-- begin Selected passage --

Finite Horizon Optimal Dividend and Reinsurance Problem Driven by a Jump-Diffusion Process with Controlled Jumps

Abstract

In this paper, we discuss an optimal dividend and reinsurance problem for an insurance company facing two types of risks: unstable income and potential loses. The arrival of all loses is characterized as a compound Poisson process. We assumes that every possible loss can be reinsured for a part of it. The reserve is a combination of a diffusion process and a controllable compound Poisson process. We investigate the optimal dividend and reinsurance strategy by analyzing the corresponding variational inequality on the value function. A significant difference from the existing literature is that the HJB equation in this variational inequality is a partial integro-differential equation with a functional optimization problem appearing in the integral operator. We not only prove the existence of a classical solution to the problem and the continuity, strict monotonicity, boundedness of the dividend free boundary, but also discuss the properties of the optimal reinsurance policy, including the continuity, monotonicity of the optimal part covered by reinsurance for each possible loss, and the smoothness of the reinsurance free boundary.

Appendices

Appendix A Proof of Theorem 3.2

In this section, we prove Theorem 3.2. Suppose V is the value function defined in (2.5) and v is the solution of the problem (3.1), denote \({\widehat{V}}(x,t)=v(x,T-t)\). We come to prove \({\widehat{V}}(x,t)= V (x,t)\).

-- end Selected passage --

### Tasks for this exercise
A: In the paper on the optimal dividend and reinsurance problem, what kind of process describes the arrival of all losses?
B: List every property of the dividend free boundary that the abstract of the dividend and reinsurance paper says is proven.
C: Pick up the paper on the optimal dividend and reinsurance problem after its final sentence and carry on with the proof of Theorem 3.2.

-- begin Material provided --

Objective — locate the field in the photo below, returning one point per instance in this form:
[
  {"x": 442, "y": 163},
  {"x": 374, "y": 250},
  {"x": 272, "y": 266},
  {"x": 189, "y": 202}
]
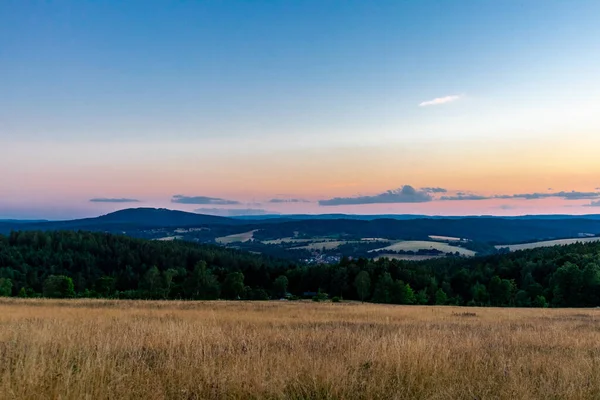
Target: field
[
  {"x": 328, "y": 245},
  {"x": 238, "y": 237},
  {"x": 406, "y": 257},
  {"x": 85, "y": 349},
  {"x": 548, "y": 243},
  {"x": 415, "y": 245}
]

-- end Material provided --

### Responses to the exercise
A: A compound Poisson process.

B: Continuity, strict monotonicity, and boundedness.

C:
For any \((x,t)\in {\mathbb R}^+\times [0,T]\), and any admissible dividend control process \({\mathbb L}^t=\{L_s\}_{s\geqslant t-}\) and retained loss control process \({\mathbb H}^t=\{H_s\}_{s\geqslant t-}\). Suppose \(\{X_s\}_{s\geqslant t-}\) is the solution of (2.2) and \(\tau =\inf \{s\geqslant t \mid X_s\le 0\}\). Denote \(L_s^c\) as the continuous part of \(L_s\) and denote \(\Delta L_s=L_s-L_{s-}\) as the jump part of \(L_s\). The general Itô’s formula (see [27] Theorem 33 on page 81) and taking expected value gives

$$\begin{aligned} {\widehat{V}}(x,t)&= {\mathbb E}_{t,x}\Bigg [e^{-c (\tau \wedge T-t)}{\widehat{V}}(X_{\tau \wedge T},\tau \wedge T)\Bigg ]\nonumber \\&\qquad -{\mathbb E}_{t,x}\Bigg [\sum _{t\leqslant s{\leqslant }\tau \wedge T}e^{-c (s-t)}\left( {\widehat{V}}(X_s,s)-{\widehat{V}}(X_{s-},s)\right) \Bigg ] \nonumber \\&\qquad -{\mathbb E}_{t,x}\Bigg [\int _{ t }^{\tau \wedge T}e^{-c (s-t)}\Big ({\widehat{V}}_t+\frac{\sigma ^2}{2}{\widehat{V}}_{xx}+\Big (\gamma +\lambda (1+\delta ){\mathbb E}_{s,X_{s-}}[H_s(Z_1)]\Big ) \nonumber \\&\quad {\widehat{V}}_x -c {\widehat{V}}\Big )(X_{s-},s) \textrm{d}s\Bigg ]\nonumber \\&\qquad +{\mathbb E}_{t,x}\Bigg [\int _{ t }^{\tau \wedge T}e^{-c (s-t)} {\widehat{V}}_x (X_{s-},s)\textrm{d}L^c_s\Bigg ] \nonumber \\&\qquad -{\mathbb E}_{t,x}\Bigg [\int _{ t }^{\tau \wedge T}e^{-c (s-t)}\sigma {\widehat{V}}_x (X_{s-},s) \textrm{d}W_s\Bigg ]. \end{aligned}$$

(A.1)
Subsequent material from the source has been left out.